REQUIRED WORK: Continue the article on the COVID-19 Mu variant, starting right after its final sentence.

'Mu' strain in vaccine claim
The COVID-19 ‘Mu’ variant is on the rise, leading some to ask whether the world’s response will change.
The COVID-19 Mu variant has spread to 42 countries, even though early studies suggest that it is less easily transmitted than the Delta variant, which has triggered a resurgence of the pandemic in many countries.
The World Health Organization (WHO) has used Greek letters to denote 12 different COVID-19 mutations so far, five of which (including Mu) have been classed ‘Variants of Interest’.
The next step up in the WHO system is ‘Variant of Concern’, and Mu has not been upgraded yet.
Mu appears to have eight mutations in its spike protein, many of which are also present in variants of concern: Alpha, Beta, Gamma, and Delta.
Concerningly, some of Mu’s mutations help other variants evade antibodies from mRNA vaccines. It also harbours some novel mutations that have not been seen in other variants, so their consequences are not fully understood.
There is a growing amount of pre-print and early research emerging on various aspects of this and other strains.
A recent study from a lab in Rome showed that the Pfizer/BioNTech vaccine was less effective against Mu compared to other variants when tested in a lab-based experiment. Despite this, the study still considered the protection offered against Mu by the vaccine to be robust.
Dr Vinod Balasubramaniam - a virologist at the Jeffrey Cheah School of Medicine & Health Sciences at Monash University, Malaysia - says that while the scientific world rushes to find out more, the plan to combat COVID-19 remains largely the same, though it is becoming more urgent.
“Every time the virus reproduces inside someone there’s a chance of it mutating and a new variant emerging,” he says.

INFORMATION SHOWN:

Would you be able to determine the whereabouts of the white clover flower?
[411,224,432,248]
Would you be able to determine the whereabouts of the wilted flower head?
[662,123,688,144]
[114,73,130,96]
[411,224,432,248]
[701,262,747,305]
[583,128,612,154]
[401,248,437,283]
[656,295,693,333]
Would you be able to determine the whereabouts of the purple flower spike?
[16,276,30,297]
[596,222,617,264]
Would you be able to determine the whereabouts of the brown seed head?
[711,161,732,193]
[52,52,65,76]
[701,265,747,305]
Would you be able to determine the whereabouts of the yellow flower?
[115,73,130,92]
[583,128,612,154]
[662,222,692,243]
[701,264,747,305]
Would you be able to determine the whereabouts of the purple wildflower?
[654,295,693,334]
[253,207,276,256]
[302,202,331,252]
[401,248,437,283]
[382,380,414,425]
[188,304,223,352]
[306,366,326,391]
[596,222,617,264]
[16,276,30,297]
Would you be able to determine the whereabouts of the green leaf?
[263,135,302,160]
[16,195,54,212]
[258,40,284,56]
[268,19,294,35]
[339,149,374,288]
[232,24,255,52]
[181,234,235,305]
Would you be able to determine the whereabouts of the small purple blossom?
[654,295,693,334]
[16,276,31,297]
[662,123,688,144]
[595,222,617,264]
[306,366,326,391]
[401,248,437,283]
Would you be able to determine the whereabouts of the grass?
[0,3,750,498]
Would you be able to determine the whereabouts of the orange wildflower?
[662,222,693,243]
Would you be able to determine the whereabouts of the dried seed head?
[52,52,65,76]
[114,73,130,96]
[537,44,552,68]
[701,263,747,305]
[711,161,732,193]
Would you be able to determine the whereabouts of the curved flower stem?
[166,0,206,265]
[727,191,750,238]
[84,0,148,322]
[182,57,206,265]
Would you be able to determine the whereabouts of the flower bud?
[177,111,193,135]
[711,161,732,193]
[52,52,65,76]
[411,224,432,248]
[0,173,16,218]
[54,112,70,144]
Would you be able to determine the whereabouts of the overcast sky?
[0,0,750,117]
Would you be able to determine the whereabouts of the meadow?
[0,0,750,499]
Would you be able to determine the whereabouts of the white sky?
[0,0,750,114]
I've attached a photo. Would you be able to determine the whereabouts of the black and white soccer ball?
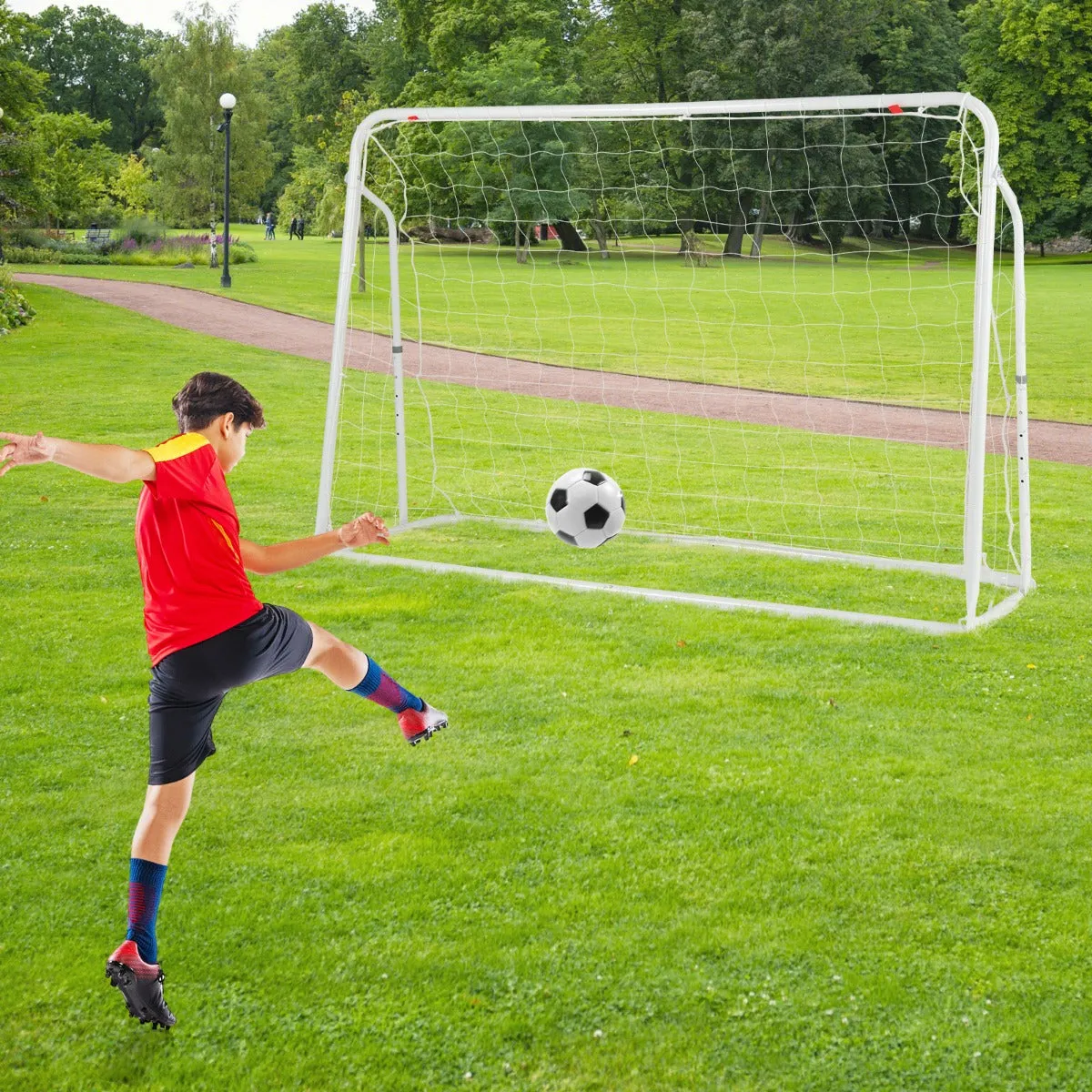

RESULT OF THIS TASK:
“This is a numbers game. It’s a random process, a bit like rolling dice. The more you roll, the greater the chance of new variants appearing.
“The main way to stop variants is global vaccination.
“The emergence of Mu reminds us of how important that goal remains. We must get vaccines to these people as quickly as possible, both to help the people there who are vulnerable but also to stop new variants from emerging. Otherwise, our exit from the pandemic will be set back.
“The only way is to sprint towards the finish line to have any protection against these emerging variants.
“In the case of the Mu variant, as explained before, it contains the recipe for disaster as an initial look at the viral genome suggests the possibility of immune evading capabilities similar to other variants of concern.
“As scientists globally are looking in-depth at its pathogenicity, virulence and transmission, we will only get a clearer picture in the coming months. But countries cannot rest on their laurels and risk another variant wreaking havoc similarly to the current situation with the Delta variant.
“We must stay vigilant and tighten control, testing at our borders, and monitoring this development closely.”